- EXERCISE REQUIREMENTS
The line containing "box: [99, 72, 127, 192]" marks the end; return exactly every line from the start of the records up to and including it, but no pictures.

[Stored data]
---------------

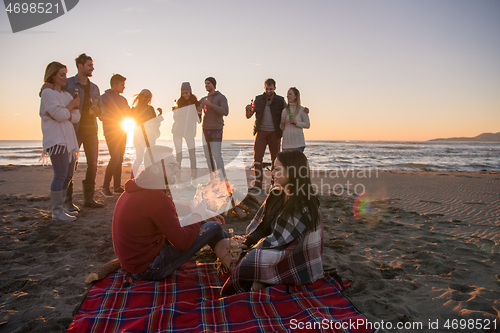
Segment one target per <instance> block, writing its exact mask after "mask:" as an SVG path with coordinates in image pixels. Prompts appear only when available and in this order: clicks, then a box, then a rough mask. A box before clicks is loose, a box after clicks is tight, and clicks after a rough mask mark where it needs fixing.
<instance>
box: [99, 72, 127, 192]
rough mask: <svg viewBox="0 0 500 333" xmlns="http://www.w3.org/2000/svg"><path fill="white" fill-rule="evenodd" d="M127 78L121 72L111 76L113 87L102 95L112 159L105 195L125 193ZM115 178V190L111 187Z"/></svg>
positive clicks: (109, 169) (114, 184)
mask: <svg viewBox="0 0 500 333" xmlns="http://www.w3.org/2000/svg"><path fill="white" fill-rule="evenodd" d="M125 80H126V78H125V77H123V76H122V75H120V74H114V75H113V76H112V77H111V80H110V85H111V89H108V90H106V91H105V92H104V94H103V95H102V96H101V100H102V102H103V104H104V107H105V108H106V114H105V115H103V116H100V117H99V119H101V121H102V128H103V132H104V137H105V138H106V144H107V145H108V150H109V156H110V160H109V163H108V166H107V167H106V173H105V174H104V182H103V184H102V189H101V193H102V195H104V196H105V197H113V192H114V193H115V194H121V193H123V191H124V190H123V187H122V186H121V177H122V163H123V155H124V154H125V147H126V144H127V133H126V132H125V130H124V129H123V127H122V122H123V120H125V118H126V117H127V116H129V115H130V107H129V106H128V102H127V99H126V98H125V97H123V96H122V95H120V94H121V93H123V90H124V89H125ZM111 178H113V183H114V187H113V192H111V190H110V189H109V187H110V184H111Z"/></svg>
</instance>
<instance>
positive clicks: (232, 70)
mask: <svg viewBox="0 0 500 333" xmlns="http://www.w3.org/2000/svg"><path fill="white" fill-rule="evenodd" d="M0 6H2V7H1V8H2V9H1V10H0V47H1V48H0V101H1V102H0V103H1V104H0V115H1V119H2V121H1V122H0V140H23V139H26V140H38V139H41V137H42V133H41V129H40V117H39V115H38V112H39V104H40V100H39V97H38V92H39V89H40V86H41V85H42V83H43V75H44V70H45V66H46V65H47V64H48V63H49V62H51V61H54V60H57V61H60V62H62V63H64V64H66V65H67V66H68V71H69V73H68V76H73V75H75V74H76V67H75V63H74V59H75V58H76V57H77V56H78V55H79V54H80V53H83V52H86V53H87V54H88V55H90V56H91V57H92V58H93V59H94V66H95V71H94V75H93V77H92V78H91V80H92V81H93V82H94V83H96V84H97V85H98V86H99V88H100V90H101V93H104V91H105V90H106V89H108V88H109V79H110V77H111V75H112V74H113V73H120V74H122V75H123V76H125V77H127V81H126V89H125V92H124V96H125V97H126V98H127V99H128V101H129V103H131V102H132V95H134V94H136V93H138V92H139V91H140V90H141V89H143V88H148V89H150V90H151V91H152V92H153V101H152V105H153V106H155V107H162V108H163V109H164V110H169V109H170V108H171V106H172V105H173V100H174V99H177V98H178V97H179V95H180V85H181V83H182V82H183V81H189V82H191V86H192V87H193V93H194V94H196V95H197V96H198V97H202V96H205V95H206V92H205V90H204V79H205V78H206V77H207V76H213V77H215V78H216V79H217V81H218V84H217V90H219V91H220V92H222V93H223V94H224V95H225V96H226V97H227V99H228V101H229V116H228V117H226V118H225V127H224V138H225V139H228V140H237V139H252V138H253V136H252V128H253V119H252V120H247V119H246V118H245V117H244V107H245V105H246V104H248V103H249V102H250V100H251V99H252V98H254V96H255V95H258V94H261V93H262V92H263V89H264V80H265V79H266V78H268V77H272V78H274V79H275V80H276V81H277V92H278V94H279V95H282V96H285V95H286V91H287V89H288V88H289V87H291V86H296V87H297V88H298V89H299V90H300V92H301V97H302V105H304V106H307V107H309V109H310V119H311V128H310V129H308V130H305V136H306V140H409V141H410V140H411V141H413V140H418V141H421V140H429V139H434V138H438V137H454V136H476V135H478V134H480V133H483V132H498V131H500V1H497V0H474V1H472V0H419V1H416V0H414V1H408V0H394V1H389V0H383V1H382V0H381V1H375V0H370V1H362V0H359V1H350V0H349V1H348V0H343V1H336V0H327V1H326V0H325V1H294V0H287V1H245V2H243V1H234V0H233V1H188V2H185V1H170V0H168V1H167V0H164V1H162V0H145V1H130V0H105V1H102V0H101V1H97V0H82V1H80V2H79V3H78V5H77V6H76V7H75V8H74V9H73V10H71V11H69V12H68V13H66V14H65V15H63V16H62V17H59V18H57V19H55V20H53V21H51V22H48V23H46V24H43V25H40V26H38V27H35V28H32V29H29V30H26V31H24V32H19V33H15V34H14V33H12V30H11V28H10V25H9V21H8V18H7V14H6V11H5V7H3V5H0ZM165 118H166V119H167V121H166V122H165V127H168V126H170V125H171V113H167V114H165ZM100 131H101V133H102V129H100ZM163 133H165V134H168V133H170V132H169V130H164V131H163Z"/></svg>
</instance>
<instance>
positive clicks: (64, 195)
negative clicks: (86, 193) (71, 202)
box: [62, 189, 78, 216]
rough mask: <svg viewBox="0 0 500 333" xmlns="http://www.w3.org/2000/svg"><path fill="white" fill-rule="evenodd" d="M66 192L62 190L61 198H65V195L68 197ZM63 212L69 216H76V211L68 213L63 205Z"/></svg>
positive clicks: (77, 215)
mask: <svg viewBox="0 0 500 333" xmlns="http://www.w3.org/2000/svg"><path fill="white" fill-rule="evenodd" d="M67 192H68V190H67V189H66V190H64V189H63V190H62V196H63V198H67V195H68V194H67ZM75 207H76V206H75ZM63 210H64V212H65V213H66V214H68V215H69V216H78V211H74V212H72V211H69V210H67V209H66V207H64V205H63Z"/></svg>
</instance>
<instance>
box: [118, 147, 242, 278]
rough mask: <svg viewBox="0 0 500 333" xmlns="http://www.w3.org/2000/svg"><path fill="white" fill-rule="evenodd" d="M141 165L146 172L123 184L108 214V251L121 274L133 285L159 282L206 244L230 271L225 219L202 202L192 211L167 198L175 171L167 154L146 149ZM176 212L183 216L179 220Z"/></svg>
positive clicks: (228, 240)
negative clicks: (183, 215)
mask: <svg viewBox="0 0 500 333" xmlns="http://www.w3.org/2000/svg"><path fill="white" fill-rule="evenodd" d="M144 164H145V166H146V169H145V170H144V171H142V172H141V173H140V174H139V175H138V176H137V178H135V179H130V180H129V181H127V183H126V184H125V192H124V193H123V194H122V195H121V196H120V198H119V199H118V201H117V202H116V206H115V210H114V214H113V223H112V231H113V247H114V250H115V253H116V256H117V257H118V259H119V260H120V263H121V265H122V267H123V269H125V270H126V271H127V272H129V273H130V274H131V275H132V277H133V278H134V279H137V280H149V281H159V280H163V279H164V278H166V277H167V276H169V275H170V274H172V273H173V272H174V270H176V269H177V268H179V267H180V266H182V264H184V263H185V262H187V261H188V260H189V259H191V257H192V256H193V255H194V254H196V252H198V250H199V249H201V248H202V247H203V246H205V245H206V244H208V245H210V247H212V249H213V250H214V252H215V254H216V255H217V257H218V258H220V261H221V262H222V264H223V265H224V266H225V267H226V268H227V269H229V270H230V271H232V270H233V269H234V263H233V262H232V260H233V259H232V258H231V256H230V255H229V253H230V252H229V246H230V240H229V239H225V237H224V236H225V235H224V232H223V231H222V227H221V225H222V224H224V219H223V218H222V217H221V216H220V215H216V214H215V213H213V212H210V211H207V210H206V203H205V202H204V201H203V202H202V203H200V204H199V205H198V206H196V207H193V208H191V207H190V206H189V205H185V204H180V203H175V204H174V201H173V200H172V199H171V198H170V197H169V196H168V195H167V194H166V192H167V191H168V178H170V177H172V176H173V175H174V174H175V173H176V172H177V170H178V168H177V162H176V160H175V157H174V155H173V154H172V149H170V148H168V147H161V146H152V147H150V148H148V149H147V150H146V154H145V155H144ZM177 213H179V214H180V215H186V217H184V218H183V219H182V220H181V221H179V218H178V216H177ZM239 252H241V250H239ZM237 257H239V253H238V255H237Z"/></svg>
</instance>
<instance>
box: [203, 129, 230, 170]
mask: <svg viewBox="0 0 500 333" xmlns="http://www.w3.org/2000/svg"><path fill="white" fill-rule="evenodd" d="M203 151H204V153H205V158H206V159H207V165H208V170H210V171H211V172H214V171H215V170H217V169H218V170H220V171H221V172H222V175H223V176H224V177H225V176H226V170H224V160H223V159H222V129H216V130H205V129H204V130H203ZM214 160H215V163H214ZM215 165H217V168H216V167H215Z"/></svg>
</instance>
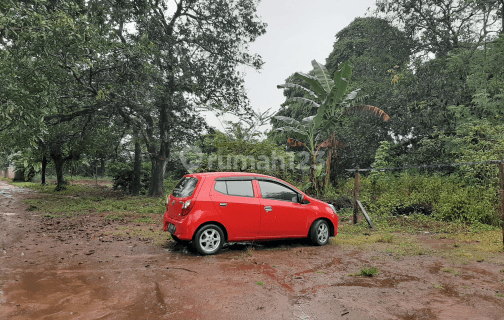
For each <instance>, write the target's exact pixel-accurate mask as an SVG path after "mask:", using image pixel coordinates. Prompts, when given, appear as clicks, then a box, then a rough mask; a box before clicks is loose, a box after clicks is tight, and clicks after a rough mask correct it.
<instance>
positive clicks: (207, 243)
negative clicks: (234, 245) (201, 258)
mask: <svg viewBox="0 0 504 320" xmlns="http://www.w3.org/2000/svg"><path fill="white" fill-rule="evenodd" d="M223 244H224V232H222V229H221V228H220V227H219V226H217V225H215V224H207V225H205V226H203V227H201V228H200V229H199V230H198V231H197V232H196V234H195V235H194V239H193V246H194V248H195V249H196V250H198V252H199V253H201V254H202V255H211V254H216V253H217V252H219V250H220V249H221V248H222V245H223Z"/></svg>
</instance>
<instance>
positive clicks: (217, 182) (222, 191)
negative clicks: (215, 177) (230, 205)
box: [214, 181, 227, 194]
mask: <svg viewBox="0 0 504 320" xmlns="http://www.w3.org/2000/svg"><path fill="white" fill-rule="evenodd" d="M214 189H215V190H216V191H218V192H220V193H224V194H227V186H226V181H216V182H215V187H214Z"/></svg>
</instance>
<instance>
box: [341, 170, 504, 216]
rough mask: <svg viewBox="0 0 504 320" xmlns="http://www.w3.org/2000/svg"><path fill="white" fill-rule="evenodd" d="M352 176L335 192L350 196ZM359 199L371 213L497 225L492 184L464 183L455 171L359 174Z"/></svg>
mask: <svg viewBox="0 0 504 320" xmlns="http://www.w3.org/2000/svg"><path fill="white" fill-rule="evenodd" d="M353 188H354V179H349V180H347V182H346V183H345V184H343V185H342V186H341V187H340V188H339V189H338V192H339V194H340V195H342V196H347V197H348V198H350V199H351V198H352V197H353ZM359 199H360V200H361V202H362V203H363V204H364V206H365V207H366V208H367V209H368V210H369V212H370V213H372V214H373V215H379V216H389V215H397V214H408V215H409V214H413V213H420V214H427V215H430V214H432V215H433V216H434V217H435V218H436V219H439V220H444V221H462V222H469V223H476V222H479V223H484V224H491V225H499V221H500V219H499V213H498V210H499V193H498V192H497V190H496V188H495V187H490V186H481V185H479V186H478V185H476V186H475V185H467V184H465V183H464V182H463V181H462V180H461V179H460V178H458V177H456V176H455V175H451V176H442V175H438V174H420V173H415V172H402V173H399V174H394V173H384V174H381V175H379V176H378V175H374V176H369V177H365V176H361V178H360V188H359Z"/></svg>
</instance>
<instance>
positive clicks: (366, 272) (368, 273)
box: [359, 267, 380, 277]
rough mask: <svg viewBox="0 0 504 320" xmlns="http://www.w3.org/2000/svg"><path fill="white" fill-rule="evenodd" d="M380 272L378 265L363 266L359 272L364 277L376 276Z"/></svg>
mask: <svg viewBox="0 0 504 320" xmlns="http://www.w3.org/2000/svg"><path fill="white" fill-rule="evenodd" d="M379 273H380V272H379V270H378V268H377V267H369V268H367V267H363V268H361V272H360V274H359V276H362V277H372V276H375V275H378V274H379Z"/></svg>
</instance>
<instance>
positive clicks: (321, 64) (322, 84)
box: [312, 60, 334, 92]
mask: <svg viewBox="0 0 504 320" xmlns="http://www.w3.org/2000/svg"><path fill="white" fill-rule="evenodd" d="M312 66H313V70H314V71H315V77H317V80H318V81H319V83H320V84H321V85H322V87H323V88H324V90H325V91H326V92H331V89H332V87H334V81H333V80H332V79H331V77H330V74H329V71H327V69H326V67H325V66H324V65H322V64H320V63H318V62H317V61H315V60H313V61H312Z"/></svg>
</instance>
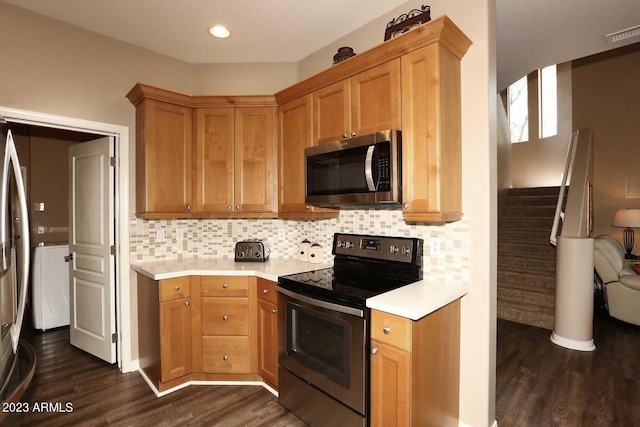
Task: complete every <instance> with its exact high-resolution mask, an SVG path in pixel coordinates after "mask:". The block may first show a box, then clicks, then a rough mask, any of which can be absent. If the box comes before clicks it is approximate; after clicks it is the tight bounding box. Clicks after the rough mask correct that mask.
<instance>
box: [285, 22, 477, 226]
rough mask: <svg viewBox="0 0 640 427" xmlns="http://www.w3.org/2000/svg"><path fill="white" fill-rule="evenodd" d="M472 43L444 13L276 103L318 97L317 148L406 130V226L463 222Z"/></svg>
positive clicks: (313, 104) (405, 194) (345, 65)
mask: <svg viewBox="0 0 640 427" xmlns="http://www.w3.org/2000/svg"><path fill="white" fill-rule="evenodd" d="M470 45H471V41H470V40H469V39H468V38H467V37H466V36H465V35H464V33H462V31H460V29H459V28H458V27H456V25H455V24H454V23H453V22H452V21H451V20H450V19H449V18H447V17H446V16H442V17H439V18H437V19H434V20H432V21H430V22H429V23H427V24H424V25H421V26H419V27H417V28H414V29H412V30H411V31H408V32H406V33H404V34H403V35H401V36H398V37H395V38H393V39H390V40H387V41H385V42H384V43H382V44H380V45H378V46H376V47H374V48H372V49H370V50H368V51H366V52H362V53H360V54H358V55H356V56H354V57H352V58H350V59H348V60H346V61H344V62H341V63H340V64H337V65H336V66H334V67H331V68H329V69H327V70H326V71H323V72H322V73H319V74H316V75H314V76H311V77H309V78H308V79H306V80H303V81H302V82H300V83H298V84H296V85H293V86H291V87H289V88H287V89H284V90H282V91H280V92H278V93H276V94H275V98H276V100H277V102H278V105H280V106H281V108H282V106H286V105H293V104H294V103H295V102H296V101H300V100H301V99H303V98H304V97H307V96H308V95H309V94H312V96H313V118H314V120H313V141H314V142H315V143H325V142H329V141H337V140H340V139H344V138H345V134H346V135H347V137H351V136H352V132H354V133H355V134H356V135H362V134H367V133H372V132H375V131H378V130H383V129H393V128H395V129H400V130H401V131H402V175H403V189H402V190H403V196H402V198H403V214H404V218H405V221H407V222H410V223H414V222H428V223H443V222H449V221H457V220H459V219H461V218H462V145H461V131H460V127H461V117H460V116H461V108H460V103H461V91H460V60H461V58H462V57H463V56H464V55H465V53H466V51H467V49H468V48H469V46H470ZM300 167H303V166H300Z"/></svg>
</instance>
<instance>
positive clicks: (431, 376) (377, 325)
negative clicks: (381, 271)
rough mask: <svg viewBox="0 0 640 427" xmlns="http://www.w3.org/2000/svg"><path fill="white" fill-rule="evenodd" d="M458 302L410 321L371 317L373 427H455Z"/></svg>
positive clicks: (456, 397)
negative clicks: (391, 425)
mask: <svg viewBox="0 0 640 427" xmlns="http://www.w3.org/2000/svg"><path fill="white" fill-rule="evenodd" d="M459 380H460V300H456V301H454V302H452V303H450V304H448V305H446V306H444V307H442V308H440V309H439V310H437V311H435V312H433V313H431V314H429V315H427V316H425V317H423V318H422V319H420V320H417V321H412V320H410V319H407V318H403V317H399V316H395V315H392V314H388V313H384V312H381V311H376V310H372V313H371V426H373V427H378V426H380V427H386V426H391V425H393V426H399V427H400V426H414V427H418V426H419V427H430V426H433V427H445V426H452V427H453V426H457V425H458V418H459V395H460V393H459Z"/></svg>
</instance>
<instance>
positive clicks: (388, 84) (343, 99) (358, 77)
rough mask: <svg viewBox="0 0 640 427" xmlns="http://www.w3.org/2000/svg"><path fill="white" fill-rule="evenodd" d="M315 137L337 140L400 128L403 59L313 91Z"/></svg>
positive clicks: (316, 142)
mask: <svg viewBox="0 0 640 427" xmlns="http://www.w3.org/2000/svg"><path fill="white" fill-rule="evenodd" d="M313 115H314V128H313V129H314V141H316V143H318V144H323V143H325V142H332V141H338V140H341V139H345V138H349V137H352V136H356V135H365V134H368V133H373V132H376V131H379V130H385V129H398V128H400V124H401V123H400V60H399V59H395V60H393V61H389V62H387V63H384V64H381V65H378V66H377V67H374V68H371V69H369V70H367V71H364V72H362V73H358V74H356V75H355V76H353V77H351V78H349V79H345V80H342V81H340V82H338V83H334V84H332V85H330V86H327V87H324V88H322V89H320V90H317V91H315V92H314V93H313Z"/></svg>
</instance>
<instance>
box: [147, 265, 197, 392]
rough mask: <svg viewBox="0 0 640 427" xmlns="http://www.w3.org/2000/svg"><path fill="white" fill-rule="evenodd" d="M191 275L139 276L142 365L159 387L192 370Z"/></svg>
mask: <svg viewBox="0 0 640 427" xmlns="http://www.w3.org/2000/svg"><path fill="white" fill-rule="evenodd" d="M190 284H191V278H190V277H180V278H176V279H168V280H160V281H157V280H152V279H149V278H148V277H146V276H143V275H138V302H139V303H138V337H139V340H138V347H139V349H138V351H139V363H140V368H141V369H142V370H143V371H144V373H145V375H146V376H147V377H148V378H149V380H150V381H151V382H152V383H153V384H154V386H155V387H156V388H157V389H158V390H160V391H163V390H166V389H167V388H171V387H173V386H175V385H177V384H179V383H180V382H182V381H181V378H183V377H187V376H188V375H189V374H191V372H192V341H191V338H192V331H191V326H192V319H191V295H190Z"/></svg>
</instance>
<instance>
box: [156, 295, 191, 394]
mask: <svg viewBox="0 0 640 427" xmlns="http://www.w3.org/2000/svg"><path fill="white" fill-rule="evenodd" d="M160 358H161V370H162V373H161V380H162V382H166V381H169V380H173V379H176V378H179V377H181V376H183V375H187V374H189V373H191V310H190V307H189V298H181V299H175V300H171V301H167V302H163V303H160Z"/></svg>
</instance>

---------------

- EXERCISE ANSWER
Segment one target per <instance> block, writing its exact mask after "mask:" as an SVG path with coordinates in image pixels. Prompts appear only when available and in this order: clicks, then a box, then a rough mask. A box before clicks is loose, a box after clicks is tight, and clicks after a rough mask mark where it needs fixing.
<instance>
box: [99, 72, 127, 192]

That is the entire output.